*STORED DATA:*

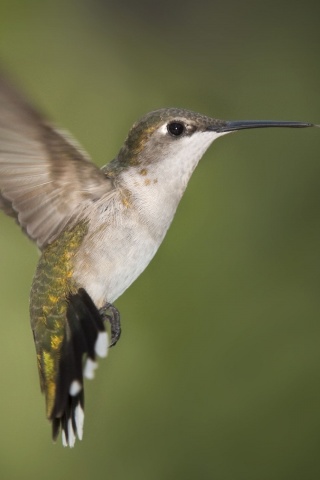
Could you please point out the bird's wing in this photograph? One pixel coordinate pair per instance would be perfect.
(44, 175)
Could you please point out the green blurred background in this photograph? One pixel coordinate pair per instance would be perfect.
(216, 375)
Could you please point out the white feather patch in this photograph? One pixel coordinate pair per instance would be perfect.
(79, 418)
(64, 440)
(89, 368)
(101, 345)
(71, 435)
(75, 388)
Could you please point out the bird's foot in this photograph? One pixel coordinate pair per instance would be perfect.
(111, 314)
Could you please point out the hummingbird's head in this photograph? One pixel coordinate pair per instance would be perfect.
(169, 132)
(180, 134)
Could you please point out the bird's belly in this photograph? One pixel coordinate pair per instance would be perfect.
(109, 261)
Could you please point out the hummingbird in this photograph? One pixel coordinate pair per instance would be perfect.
(97, 229)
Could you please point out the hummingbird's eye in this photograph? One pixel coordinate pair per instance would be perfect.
(176, 128)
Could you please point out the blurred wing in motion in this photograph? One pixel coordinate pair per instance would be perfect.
(44, 175)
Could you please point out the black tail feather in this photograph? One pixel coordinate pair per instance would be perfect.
(83, 326)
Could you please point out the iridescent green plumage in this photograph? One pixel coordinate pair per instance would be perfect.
(51, 286)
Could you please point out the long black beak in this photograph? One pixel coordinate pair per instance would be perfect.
(233, 125)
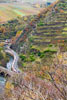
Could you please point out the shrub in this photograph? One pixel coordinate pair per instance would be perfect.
(23, 57)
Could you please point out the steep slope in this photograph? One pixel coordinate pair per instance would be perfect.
(49, 27)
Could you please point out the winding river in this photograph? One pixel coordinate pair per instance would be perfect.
(8, 67)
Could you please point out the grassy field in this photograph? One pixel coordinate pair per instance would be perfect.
(11, 11)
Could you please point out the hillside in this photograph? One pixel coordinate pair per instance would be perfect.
(44, 36)
(9, 11)
(40, 41)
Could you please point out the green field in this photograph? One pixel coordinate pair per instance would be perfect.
(11, 11)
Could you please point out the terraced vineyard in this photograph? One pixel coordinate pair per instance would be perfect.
(44, 36)
(52, 29)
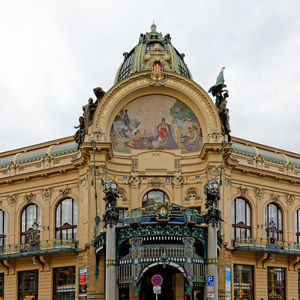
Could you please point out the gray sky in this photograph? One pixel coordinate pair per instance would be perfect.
(53, 53)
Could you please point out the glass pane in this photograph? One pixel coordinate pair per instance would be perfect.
(58, 220)
(248, 210)
(74, 213)
(243, 282)
(5, 225)
(240, 211)
(66, 211)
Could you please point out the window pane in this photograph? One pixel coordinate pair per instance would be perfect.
(74, 213)
(66, 211)
(233, 213)
(248, 215)
(243, 282)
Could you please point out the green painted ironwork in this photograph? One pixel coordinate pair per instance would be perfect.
(263, 245)
(38, 247)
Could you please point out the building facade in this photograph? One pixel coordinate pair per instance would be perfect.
(161, 137)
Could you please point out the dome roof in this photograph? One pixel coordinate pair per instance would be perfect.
(151, 50)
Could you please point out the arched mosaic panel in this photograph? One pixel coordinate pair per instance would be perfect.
(156, 122)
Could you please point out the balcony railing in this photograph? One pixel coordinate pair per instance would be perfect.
(270, 245)
(35, 247)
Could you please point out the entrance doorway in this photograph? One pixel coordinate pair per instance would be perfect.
(172, 287)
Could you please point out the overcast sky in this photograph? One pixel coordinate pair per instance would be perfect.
(53, 53)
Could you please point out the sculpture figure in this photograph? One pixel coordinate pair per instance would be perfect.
(79, 135)
(111, 190)
(221, 94)
(88, 115)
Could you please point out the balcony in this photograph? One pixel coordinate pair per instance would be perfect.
(37, 247)
(262, 245)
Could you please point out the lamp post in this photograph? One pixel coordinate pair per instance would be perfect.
(110, 218)
(213, 217)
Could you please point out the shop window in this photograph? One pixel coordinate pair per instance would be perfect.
(297, 224)
(1, 286)
(2, 228)
(30, 220)
(64, 283)
(154, 196)
(28, 285)
(243, 282)
(276, 283)
(273, 222)
(66, 220)
(241, 219)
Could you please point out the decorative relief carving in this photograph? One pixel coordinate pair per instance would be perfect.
(66, 191)
(29, 197)
(47, 193)
(192, 195)
(177, 165)
(242, 190)
(122, 196)
(98, 134)
(134, 165)
(101, 172)
(134, 180)
(213, 172)
(259, 193)
(12, 199)
(290, 199)
(215, 136)
(155, 182)
(275, 197)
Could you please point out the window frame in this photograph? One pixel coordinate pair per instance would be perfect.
(62, 227)
(146, 202)
(241, 225)
(278, 236)
(3, 229)
(28, 234)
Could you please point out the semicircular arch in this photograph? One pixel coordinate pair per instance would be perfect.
(176, 86)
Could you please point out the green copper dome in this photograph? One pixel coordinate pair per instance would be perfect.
(153, 51)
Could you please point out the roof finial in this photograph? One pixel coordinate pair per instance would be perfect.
(153, 27)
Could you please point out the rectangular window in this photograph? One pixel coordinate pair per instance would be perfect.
(1, 286)
(276, 283)
(64, 283)
(299, 284)
(243, 282)
(28, 282)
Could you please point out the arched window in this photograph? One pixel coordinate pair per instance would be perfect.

*CHALLENGE:* Return the whole listing, word for word, and leave out every picture.

*OUTPUT FOR THIS TASK:*
Could you please point out the bird's wing in this photograph? One pixel coordinate pair per instance would be perfect.
(44, 175)
Could you please point out the green blurred background in this photograph? One pixel coordinate pair per instance would be perfect.
(216, 375)
Could you please point out the white feather patch in this photograph? One pixel coordinate pair per instance would be perfect.
(79, 418)
(64, 440)
(89, 368)
(101, 345)
(71, 435)
(75, 388)
Could you please point out the bird's foot in this photograph? One pixel coordinate pair per instance would be perfect.
(111, 314)
Could you please point out the hummingbird's head in this photograph? One pixel coordinate pair per instance would be perfect.
(169, 132)
(180, 134)
Could you please point out the bird's belly in this photograph? One pixel coordinate pair per instance would be perfect.
(109, 261)
Could you please point out the hummingbird in this photograph? One pixel coordinate pair per instance would be perfect.
(97, 229)
Could you please point out the hummingbird's eye in this photograph? One pixel coordinate pair per instance would be perfect.
(176, 128)
Could you please point out the blurred wing in motion in this photograph? One pixel coordinate pair per instance would be perfect.
(44, 175)
Could you please point out the black tail feather in this photograph? One pixel coordinate pair per instance would be perfect.
(83, 326)
Could you please point out the iridescent green plumage in this photograph? One pixel coordinate pair per instance would be perfect.
(51, 286)
Could you please point out the long black beak in this photograph? One pixel coordinate pair per instance would be perfect.
(233, 125)
Could you please point out the shrub in this photograph? One pixel coordinate pair per instance would be perfect.
(23, 57)
Could you please point out the steep slope in this photograph? One pixel coordinate pair per instance would be perfect.
(49, 27)
Could you please point out the winding river in this photograph? One pixel coordinate pair per instance would be perfect.
(8, 67)
Could you please point out the grassy field in this photograph? One pixel coordinate pair per instance would be perfect.
(11, 11)
Could you please point out the hillside in this photograph? One pixel coordinate pair per instance would be perfect.
(44, 36)
(9, 11)
(40, 41)
Could you please point out the green field in this photograph? One pixel coordinate pair per instance would be perfect.
(11, 11)
Could you please point out the terraced vineyard in this photograph? One pixel coordinate pair per instance would be perfect.
(44, 36)
(52, 29)
Could you please point out the gray sky in this photograph? One pixel coordinate pair per instance would be perfect.
(53, 53)
Could you please point out the glass pane in this photograph? One pixel coordinate pair per instance would be perfect.
(58, 220)
(248, 210)
(74, 213)
(243, 282)
(5, 225)
(240, 211)
(66, 211)
Could you please point out the window pane in this photograph? One pixel coordinate pair per instance would be perfect.
(74, 213)
(66, 211)
(233, 213)
(248, 215)
(243, 282)
Could you please point out the green painted ironwork in this photograph? One pixel coordinate pair per instance would be perfect.
(263, 245)
(38, 247)
Could you please point out the building facade in this photograph? One pixel coordinate pair per instance would be perfect.
(161, 137)
Could you please point out the dome roof in this photograph? One pixel coordinate pair per instance would be perfect.
(151, 50)
Could you please point out the arched mosaic panel in this photograph? One pixel coordinate pair per instance would be perfect.
(156, 122)
Could you please point out the balcony railing in this photograph? One pixel coordinate pair per instance would be perfect.
(270, 245)
(35, 247)
Could you please point out the entrance doorway in this photograph? One pixel coordinate pair per instance would be perfect.
(172, 287)
Could you please point out the overcast sky in this photograph? One pixel coordinate pair per instance would be perfect.
(53, 53)
Could you please point out the sculpture figure in this photograph? One pixel coordinate pair per instance would be perfect.
(79, 135)
(111, 190)
(221, 94)
(88, 115)
Could you please point out the balcony in this photograph? One pixel coordinate pair per instance would be perfect.
(37, 247)
(262, 245)
Could you please point out the lamp post in this photograph? One pixel coordinate pair per instance would be perfect.
(110, 218)
(213, 217)
Could you please point out the shop window in this photograph? One pixel coordinate pair per instance would be perfect.
(297, 224)
(1, 286)
(2, 228)
(30, 220)
(64, 283)
(154, 196)
(28, 285)
(243, 282)
(276, 283)
(273, 222)
(66, 220)
(241, 219)
Could you please point out the decorative relief carving in this photograph? One pixel coordinate pair per instance would be perfect.
(66, 191)
(29, 197)
(47, 193)
(192, 195)
(177, 165)
(242, 190)
(122, 196)
(98, 134)
(134, 165)
(101, 172)
(134, 180)
(213, 172)
(259, 193)
(12, 199)
(290, 199)
(215, 136)
(155, 182)
(275, 197)
Could you please point out the window frame in this photograph? One pixel coordinate pair per instance would be perfect.
(62, 227)
(146, 202)
(241, 225)
(278, 236)
(3, 229)
(28, 234)
Could you please point out the semicircular arch in this photograph? One pixel coordinate pair per instance would be perfect.
(176, 86)
Could you please point out the green copper dome in this photograph? One pixel coordinate pair per instance would be perfect.
(153, 51)
Could you please point out the roof finial in this photograph? One pixel coordinate pair per instance would be perfect.
(153, 27)
Could you please point out the rectangular window in this photograph? One pixel coordinate pair per instance would be perfect.
(1, 286)
(276, 283)
(64, 283)
(299, 284)
(243, 282)
(28, 282)
Could you please point out the arched window in this photograph? One pixel coordinate pair per instance would be perfect.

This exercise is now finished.